TEXT BLOCK:
+++
China’s securities watchdog will adopt multiple measures to “firmly” prevent market volatility, Chairman Yi Huiman told state TV in an interview aired Thursday, without elaborating. On the property front, Chinese regulators have asked banks to increase lending to the sector this quarter and eased a key restriction that’s held back acquisition activity.
The moves appear to be having the intended effect. The Hang Seng China Enterprises Index of stocks listed in Hong Kong rallied the most in a month on Friday, with property developers and tech shares leading the advance.
Turmoil in financial markets risks overshadowing this year’s carefully stage-managed events. The Beijing Winter Olympics — already the target of a diplomatic boycott led by the U.S. — takes place from Feb. 4-20. In the autumn, the Communist Party will announce a twice-a-decade leadership reshuffle. President Xi Jinping is widely expected to extend his rule as party chief and install allies in key positions, while Premier Li Keqiang is expected to retire. The party’s top decision makers vowed last month to ensure stability in the economy in 2022.
+++
WHAT NEEDS TO BE DONE: Quote the passage on China's efforts to steady its markets, starting at the words "The moves appear" and ending after the words "leading the advance.".

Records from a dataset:
+++
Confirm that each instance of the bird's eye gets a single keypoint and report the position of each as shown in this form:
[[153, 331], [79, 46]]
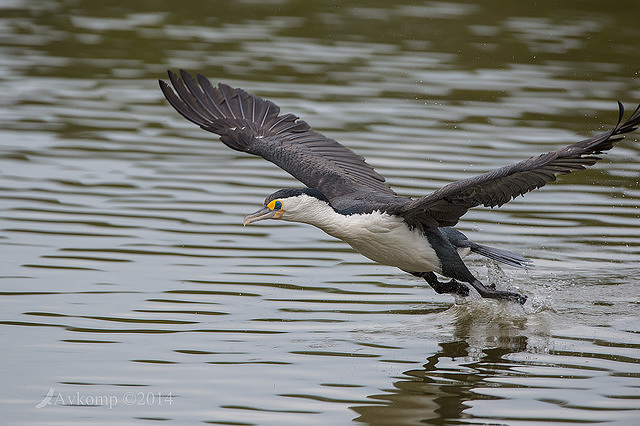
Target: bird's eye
[[275, 205]]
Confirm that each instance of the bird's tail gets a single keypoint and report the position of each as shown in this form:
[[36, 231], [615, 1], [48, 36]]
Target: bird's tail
[[504, 256], [459, 240]]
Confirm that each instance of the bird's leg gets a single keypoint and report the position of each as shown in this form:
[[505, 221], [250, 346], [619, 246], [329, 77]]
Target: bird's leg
[[451, 287], [491, 293]]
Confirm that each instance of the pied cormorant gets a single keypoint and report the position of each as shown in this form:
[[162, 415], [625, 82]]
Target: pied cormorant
[[348, 199]]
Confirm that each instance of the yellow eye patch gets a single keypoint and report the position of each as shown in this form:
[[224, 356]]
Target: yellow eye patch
[[275, 205]]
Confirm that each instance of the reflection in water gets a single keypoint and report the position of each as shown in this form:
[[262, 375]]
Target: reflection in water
[[495, 362], [439, 392]]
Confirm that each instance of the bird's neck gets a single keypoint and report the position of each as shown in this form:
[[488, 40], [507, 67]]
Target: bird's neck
[[349, 228]]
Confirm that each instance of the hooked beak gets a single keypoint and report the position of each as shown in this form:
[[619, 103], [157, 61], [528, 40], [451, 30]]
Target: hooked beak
[[262, 214]]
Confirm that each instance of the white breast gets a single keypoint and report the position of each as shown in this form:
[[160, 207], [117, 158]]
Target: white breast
[[385, 239]]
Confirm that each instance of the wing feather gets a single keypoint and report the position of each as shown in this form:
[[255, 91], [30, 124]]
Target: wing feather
[[254, 125], [495, 188]]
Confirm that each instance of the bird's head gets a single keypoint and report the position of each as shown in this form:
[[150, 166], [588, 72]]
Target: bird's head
[[291, 204]]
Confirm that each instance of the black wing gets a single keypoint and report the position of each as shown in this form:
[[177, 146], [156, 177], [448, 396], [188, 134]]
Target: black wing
[[495, 188], [251, 124]]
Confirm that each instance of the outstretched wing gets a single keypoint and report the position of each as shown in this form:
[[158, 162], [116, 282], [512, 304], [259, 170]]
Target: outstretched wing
[[248, 123], [495, 188]]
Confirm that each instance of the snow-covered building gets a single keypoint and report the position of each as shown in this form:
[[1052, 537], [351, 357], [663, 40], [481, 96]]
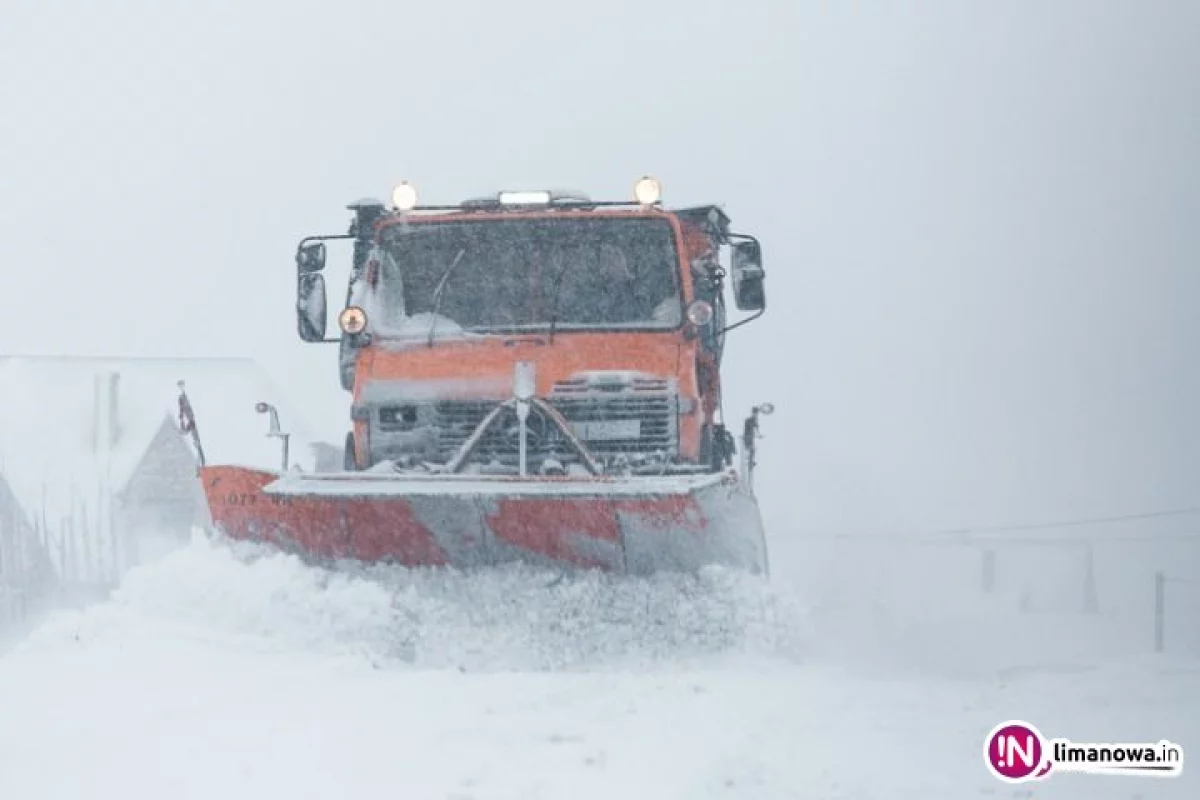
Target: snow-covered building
[[95, 461]]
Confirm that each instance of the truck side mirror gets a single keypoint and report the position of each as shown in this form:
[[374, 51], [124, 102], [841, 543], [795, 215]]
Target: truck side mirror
[[311, 258], [311, 306], [748, 276]]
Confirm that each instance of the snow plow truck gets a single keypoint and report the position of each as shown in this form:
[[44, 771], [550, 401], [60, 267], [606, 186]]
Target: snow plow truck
[[534, 376]]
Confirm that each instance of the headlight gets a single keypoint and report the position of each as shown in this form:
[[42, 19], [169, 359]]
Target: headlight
[[648, 191], [352, 320], [403, 197]]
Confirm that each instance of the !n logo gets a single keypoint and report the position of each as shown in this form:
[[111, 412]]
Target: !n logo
[[1015, 752]]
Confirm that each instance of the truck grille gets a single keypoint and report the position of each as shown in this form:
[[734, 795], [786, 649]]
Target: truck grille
[[610, 421]]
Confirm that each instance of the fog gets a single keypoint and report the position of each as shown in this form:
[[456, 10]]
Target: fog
[[976, 218], [978, 223]]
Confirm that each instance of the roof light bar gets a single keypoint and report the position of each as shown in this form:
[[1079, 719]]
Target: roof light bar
[[403, 197], [525, 198], [648, 191]]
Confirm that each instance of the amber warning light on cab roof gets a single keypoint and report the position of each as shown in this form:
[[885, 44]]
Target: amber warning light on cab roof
[[647, 192]]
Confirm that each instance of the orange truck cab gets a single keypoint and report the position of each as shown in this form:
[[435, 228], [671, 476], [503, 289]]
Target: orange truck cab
[[612, 311]]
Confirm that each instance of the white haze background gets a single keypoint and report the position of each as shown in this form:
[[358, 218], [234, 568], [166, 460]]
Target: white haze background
[[981, 241]]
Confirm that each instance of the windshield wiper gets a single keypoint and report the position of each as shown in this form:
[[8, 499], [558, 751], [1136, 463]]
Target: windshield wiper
[[553, 305], [437, 293]]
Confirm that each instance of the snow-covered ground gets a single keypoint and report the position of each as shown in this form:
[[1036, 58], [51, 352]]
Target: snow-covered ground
[[222, 673]]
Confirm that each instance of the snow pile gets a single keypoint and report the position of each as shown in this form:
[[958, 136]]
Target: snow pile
[[513, 618]]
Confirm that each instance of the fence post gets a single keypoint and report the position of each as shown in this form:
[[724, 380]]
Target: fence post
[[1091, 597], [1159, 609], [989, 570]]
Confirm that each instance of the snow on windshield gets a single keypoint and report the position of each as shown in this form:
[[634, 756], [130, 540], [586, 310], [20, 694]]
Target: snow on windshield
[[508, 275]]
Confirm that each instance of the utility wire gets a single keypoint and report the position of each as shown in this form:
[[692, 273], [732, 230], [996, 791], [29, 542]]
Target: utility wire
[[1080, 522], [1074, 523]]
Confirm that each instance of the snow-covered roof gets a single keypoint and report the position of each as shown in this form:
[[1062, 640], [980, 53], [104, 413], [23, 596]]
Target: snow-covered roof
[[48, 408]]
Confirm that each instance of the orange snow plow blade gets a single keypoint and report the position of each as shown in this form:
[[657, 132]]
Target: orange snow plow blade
[[637, 524]]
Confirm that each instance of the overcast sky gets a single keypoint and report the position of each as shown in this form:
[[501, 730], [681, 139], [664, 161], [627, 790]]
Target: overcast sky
[[978, 218]]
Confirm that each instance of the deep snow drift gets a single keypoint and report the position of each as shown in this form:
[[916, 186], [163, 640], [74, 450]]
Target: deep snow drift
[[243, 673]]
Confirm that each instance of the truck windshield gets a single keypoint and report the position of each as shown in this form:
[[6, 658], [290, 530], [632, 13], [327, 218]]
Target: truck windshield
[[521, 274]]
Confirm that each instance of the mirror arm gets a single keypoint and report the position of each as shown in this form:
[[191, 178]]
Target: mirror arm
[[741, 323]]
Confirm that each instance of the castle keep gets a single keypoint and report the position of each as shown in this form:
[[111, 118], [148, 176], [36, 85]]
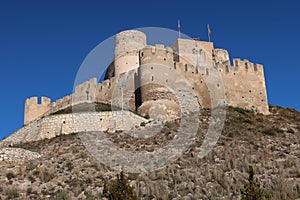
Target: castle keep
[[153, 74]]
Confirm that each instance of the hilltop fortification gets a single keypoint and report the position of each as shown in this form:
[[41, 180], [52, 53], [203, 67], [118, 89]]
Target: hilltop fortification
[[146, 71]]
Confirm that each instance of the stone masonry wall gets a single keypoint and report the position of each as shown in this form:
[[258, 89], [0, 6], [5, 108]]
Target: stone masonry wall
[[54, 125]]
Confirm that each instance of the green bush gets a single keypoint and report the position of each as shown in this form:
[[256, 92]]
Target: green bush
[[61, 195], [252, 189], [169, 124], [119, 189], [10, 175], [12, 193]]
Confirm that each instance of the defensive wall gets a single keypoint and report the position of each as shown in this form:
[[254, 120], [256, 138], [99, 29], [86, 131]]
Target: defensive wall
[[54, 125], [146, 73]]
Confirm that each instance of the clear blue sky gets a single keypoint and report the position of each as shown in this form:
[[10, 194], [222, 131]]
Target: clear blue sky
[[43, 43]]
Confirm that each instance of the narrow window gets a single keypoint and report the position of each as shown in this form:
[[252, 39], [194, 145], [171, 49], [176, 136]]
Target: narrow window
+++
OUTPUT FOR THIS TASK:
The moves appear to be having the intended effect. The Hang Seng China Enterprises Index of stocks listed in Hong Kong rallied the most in a month on Friday, with property developers and tech shares leading the advance.